DESCRIPTION OF THE TASK
Render the data from the line containing "Target: rolling hill" through the final line of the data, inclusive, as a Markdown table with the columns "Row" and "Entry", where "Row" holds a sequential number and "Entry" holds the line itself. Omit any blank lines.

═══ WORKING DATA

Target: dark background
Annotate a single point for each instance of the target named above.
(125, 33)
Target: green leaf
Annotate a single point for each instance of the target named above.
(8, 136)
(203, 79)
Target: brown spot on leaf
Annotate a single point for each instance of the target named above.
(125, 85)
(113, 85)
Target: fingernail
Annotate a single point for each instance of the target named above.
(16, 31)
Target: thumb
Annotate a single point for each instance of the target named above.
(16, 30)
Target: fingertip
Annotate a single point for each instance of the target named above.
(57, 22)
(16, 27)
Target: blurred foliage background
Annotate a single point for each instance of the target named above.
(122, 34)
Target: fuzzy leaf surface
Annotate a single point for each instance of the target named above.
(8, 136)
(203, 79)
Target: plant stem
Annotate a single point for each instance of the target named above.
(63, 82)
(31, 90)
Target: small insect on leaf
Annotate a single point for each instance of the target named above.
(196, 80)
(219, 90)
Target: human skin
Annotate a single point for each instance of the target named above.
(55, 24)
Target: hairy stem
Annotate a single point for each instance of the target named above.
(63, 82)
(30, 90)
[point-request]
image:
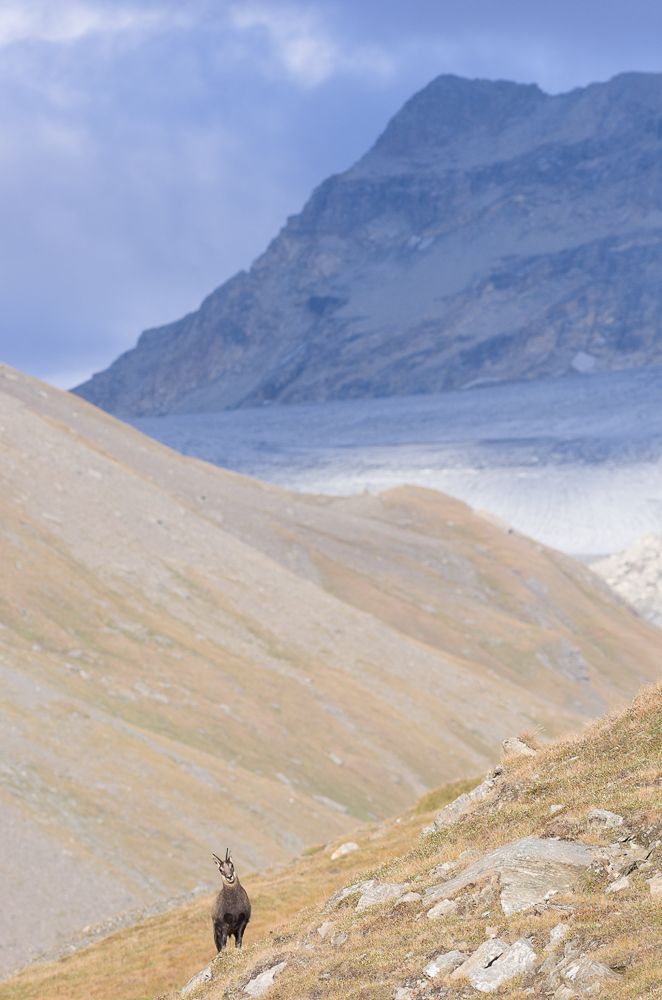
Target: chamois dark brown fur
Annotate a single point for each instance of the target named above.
(232, 907)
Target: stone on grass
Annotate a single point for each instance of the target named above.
(556, 935)
(195, 981)
(604, 816)
(409, 897)
(514, 747)
(326, 928)
(256, 987)
(584, 973)
(515, 961)
(621, 883)
(344, 849)
(380, 892)
(564, 993)
(443, 965)
(481, 958)
(655, 886)
(529, 870)
(452, 812)
(442, 909)
(350, 890)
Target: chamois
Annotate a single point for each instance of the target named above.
(232, 907)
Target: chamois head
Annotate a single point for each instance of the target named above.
(226, 868)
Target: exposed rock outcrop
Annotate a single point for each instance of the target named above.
(493, 232)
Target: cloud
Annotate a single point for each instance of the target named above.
(46, 21)
(305, 47)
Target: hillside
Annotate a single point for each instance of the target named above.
(572, 461)
(192, 658)
(573, 910)
(493, 232)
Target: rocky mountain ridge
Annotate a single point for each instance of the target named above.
(493, 233)
(190, 655)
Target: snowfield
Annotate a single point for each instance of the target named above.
(574, 462)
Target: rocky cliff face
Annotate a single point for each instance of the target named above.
(493, 232)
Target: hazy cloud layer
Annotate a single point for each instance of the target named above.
(148, 150)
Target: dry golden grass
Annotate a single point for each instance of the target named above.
(163, 952)
(615, 764)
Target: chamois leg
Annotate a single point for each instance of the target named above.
(239, 936)
(220, 936)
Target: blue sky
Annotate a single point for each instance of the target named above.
(148, 150)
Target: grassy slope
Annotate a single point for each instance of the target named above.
(232, 634)
(614, 763)
(163, 952)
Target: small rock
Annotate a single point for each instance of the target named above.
(622, 883)
(604, 816)
(409, 897)
(256, 987)
(442, 870)
(196, 981)
(443, 965)
(565, 993)
(344, 849)
(380, 892)
(584, 973)
(514, 747)
(326, 928)
(529, 869)
(655, 886)
(515, 961)
(442, 909)
(556, 935)
(350, 890)
(452, 812)
(481, 958)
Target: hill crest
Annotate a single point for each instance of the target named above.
(492, 233)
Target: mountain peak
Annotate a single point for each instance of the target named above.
(450, 107)
(493, 232)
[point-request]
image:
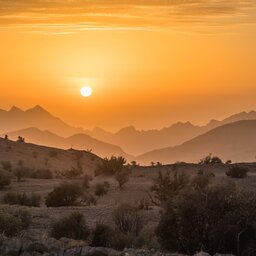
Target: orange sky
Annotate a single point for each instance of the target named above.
(149, 63)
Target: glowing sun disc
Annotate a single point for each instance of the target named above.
(86, 91)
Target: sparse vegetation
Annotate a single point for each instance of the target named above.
(122, 177)
(128, 219)
(86, 181)
(13, 198)
(7, 165)
(210, 160)
(42, 174)
(53, 153)
(237, 172)
(11, 223)
(100, 189)
(66, 194)
(167, 185)
(73, 226)
(110, 166)
(21, 139)
(102, 236)
(5, 179)
(195, 218)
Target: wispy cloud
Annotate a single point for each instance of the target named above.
(73, 16)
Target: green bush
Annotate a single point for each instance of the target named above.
(237, 172)
(5, 179)
(42, 174)
(7, 165)
(122, 177)
(66, 194)
(100, 189)
(22, 172)
(22, 199)
(110, 166)
(128, 219)
(102, 236)
(210, 160)
(86, 181)
(73, 226)
(218, 219)
(11, 223)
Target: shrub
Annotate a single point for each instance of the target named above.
(86, 181)
(110, 166)
(12, 223)
(72, 173)
(128, 219)
(53, 153)
(100, 189)
(89, 199)
(197, 219)
(65, 194)
(5, 179)
(42, 174)
(73, 226)
(22, 172)
(237, 171)
(210, 160)
(122, 177)
(166, 186)
(7, 165)
(102, 236)
(22, 199)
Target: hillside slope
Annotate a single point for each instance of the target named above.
(40, 157)
(235, 141)
(77, 141)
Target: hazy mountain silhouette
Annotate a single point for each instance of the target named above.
(137, 142)
(235, 141)
(16, 119)
(130, 139)
(78, 141)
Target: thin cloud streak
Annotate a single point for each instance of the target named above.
(123, 14)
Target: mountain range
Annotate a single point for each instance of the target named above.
(234, 141)
(39, 126)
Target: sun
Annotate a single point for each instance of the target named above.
(86, 91)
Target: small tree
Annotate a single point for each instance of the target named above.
(100, 189)
(73, 226)
(122, 177)
(237, 172)
(166, 185)
(210, 160)
(7, 165)
(21, 139)
(65, 194)
(5, 179)
(110, 166)
(102, 236)
(128, 219)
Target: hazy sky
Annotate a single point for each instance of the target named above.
(150, 63)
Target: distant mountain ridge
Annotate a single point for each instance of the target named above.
(17, 119)
(77, 141)
(127, 139)
(137, 142)
(235, 141)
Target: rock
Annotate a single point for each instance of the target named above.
(11, 247)
(76, 251)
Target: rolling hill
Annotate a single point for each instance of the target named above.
(77, 141)
(137, 142)
(235, 141)
(41, 157)
(17, 119)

══════

ANSWER FOR THE TASK
| Row | Entry |
|---|---|
| 1 | Target: rolling hill |
| 2 | Annotate a single point for each instance of the target named above. |
| 3 | (77, 141) |
| 4 | (137, 142) |
| 5 | (235, 141) |
| 6 | (41, 157) |
| 7 | (17, 119) |